(Rows taken from a pointing dataset)

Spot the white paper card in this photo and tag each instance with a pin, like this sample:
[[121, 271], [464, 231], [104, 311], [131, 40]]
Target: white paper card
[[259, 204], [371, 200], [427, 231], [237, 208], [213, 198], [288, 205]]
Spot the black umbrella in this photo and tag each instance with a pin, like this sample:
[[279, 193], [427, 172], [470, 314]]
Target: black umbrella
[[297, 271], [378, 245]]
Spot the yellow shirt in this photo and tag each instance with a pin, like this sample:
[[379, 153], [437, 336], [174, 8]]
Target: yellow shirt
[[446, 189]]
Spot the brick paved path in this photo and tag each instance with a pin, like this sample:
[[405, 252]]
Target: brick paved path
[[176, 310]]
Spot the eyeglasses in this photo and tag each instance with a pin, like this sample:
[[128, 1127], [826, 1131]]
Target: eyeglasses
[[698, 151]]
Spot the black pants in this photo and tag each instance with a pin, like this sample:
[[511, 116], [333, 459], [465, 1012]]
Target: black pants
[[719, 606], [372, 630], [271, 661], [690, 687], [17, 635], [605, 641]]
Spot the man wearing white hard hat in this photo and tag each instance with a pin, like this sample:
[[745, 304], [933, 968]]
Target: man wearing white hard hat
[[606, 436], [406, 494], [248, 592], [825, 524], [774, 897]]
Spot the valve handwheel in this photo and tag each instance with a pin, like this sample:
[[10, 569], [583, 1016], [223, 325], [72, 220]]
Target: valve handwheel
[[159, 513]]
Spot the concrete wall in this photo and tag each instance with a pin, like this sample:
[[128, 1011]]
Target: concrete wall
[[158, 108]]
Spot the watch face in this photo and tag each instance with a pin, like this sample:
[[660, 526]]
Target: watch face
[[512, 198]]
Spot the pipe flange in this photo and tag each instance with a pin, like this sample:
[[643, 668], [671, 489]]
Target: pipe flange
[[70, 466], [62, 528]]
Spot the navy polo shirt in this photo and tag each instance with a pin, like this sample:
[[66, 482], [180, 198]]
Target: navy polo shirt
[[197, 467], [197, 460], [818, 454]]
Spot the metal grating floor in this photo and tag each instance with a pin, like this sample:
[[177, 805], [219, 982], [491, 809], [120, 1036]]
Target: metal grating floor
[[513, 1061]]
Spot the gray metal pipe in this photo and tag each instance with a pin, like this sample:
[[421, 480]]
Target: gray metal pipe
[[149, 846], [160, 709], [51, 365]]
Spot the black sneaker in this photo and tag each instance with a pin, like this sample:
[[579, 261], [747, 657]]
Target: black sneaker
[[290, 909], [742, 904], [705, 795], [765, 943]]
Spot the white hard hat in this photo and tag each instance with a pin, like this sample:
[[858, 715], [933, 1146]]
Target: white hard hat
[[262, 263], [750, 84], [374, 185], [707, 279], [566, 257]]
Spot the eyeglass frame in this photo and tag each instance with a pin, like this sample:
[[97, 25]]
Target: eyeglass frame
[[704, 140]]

## What is required:
Reproduce all of the records above word for word, changing nothing.

## Written response:
Spot the white paper card in this photo and tag each instance with a pin, like this sample:
[[121, 271], [464, 231], [104, 311], [131, 40]]
Target: white paper card
[[259, 204], [371, 200], [427, 231], [237, 208], [213, 198], [288, 205]]
Spot the black umbrella in this photo and tag each instance with a pin, like this sample:
[[279, 193], [427, 172], [470, 314]]
Target: black umbrella
[[297, 271], [378, 245]]
Spot the yellow shirt in this photo and tag each instance with a pin, like this sample:
[[379, 153], [437, 336], [174, 8]]
Target: yellow shirt
[[446, 189]]
Spot the brick paved path in this photo and tag each instance with a pin, like this sample:
[[405, 252]]
Target: brick paved path
[[176, 310]]
Spot the eyeglasses in this photo and tag each instance with a pin, like this sample:
[[128, 1127], [826, 1131]]
Target: eyeglasses
[[698, 151]]
Spot the black pants in this photo and tag each instance with a pin, like this sample:
[[511, 116], [333, 459], [465, 1012]]
Target: black pants
[[719, 606], [372, 630], [271, 661], [690, 687], [17, 635], [605, 641]]
Spot the man wearing white hard hat in this photo and tag each instance with a pin, like this sample:
[[745, 304], [933, 968]]
Target: man wearing white hard hat
[[606, 436], [406, 494], [248, 592], [825, 524], [774, 897]]
Spot the valve handwheel in this photo and tag each instance with a pin, like this sample:
[[10, 569], [583, 1016], [223, 325], [72, 220]]
Target: valve handwheel
[[159, 513]]
Spot the concrete wall in this photo and tag each instance with a pin, like this sample:
[[128, 1011]]
Target: concrete wall
[[158, 108]]
Spot the watch face in this photo and tag each instance with a pin, like this sample:
[[660, 526]]
Target: watch face
[[512, 198]]
Spot the pipe flange in this photo and tag each instance with a pin, like this sample:
[[643, 668], [671, 489]]
Target: pipe flange
[[70, 466], [62, 528]]
Spot the navy polo shirt in this photo and tag each instance with a pin, like this sample:
[[66, 482], [180, 198]]
Target: navy polo shirt
[[197, 467], [197, 460], [818, 454]]
Spot the metal grating floor in this photo and tag each instance with a pin, like this sample:
[[177, 805], [219, 982], [491, 809], [120, 1036]]
Target: metal grating floor
[[513, 1061]]
Spot the gray metal pipe in this photo and tag each instance with a pin, like this sample:
[[421, 480]]
Target: gray metal pipe
[[149, 846], [160, 709], [51, 365]]
Spot the black sneaker in this photo and tag each instance with a pin, like this sample:
[[579, 261], [747, 657]]
Target: black sneaker
[[290, 909], [742, 904], [705, 795], [765, 943]]
Spot the white hard hat in this photo and tag each instance with a pin, like this sample:
[[858, 715], [933, 1146]]
Target: white hard hat
[[262, 263], [750, 84], [374, 185], [707, 279], [566, 257]]
Spot the eyeglass frame in this photo and tag each instance with a pin, like this sample:
[[97, 25]]
Target: eyeglass frame
[[704, 140]]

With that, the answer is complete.